(Data to examine):
════════════════

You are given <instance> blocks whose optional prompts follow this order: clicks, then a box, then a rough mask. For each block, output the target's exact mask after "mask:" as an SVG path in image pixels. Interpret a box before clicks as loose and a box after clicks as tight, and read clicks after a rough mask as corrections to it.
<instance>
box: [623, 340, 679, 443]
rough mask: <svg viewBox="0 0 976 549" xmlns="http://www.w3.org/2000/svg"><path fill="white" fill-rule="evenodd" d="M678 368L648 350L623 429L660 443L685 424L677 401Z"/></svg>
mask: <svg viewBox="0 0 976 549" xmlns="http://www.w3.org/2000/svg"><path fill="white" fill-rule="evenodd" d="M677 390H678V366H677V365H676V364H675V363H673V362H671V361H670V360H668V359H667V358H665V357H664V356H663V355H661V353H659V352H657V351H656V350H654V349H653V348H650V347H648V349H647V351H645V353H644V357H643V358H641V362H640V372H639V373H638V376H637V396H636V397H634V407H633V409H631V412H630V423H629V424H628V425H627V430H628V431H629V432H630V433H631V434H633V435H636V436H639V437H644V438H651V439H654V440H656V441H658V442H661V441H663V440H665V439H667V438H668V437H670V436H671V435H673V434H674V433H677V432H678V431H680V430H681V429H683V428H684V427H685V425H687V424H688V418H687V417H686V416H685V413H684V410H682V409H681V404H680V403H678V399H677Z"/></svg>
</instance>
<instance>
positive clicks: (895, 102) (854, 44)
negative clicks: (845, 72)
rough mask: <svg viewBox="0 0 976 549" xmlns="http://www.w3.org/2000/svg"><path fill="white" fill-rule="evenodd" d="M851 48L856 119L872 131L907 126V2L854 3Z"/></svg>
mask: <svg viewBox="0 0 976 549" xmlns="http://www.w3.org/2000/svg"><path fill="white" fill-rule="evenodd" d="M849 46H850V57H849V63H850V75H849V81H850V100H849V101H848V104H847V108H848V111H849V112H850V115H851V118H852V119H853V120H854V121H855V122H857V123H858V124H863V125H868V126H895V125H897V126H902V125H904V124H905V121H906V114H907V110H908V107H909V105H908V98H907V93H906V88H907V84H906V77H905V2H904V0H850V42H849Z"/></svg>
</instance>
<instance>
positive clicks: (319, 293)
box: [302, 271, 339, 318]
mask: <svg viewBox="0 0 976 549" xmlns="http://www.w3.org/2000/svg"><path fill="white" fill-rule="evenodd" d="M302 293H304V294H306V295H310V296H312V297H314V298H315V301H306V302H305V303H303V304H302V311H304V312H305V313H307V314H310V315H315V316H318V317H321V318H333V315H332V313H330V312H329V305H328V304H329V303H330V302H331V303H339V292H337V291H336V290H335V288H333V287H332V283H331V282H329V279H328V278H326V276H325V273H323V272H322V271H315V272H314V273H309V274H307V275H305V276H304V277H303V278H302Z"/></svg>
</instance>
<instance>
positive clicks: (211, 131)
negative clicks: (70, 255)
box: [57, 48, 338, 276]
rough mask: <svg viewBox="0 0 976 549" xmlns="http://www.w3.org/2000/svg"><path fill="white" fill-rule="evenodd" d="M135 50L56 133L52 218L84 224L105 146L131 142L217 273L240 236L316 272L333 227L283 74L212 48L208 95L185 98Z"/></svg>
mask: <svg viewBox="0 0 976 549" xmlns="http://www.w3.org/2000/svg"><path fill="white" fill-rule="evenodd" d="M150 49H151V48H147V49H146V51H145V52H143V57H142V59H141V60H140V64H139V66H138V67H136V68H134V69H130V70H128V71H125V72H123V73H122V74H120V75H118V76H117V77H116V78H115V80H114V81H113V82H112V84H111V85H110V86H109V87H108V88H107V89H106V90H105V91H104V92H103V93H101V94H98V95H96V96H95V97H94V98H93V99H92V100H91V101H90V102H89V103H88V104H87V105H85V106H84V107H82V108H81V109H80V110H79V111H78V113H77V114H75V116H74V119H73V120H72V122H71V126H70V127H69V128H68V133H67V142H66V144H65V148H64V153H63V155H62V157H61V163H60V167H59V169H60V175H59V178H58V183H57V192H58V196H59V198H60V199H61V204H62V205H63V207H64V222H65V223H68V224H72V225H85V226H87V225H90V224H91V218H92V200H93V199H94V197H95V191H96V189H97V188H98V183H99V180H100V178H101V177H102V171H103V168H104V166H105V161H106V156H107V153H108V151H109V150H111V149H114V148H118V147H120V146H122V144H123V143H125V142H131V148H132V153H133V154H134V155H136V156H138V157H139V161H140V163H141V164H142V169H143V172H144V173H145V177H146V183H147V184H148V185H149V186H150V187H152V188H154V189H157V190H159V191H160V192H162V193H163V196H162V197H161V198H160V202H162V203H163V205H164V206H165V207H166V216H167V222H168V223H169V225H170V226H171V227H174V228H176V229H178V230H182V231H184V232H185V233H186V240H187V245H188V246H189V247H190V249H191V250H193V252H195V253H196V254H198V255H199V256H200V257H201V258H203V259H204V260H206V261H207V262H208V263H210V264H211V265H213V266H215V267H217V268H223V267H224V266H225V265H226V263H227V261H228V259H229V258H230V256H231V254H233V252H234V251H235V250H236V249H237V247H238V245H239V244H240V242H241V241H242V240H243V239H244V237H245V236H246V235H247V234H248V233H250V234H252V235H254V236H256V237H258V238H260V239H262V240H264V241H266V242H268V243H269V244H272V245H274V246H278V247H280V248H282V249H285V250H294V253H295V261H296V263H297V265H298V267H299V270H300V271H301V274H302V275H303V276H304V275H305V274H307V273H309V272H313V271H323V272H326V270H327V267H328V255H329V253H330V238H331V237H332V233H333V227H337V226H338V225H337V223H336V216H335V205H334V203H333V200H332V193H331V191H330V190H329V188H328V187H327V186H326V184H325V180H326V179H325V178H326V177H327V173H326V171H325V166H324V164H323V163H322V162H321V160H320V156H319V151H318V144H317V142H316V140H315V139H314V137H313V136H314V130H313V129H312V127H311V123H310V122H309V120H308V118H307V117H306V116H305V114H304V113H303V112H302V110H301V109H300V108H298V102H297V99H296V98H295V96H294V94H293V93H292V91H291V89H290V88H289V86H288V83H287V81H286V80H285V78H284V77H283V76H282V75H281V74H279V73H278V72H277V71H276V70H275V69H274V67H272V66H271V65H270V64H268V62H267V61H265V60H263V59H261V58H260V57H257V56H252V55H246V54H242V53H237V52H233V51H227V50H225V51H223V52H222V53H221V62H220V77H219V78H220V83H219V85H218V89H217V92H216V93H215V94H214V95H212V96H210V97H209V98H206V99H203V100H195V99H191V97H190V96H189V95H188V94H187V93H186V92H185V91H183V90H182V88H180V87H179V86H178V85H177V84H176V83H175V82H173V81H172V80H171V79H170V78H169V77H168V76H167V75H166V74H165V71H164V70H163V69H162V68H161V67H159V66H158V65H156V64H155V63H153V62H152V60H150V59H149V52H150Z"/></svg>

════════════════

(Problem statement): Each line in the material above that mentions the word "clicks" must be copied.

(Result of the exercise):
You are given <instance> blocks whose optional prompts follow this order: clicks, then a box, then a rough mask. For each block, output the target's exact mask after "mask:" as an SVG path in image pixels. Interpret a box before clicks as loose and a box after clicks as tight, and read clicks after a rough mask as corrections to it.
positive clicks: (895, 102) (854, 44)
negative clicks: (845, 72)
positive clicks: (319, 293)
positive clicks: (211, 131)
negative clicks: (70, 255)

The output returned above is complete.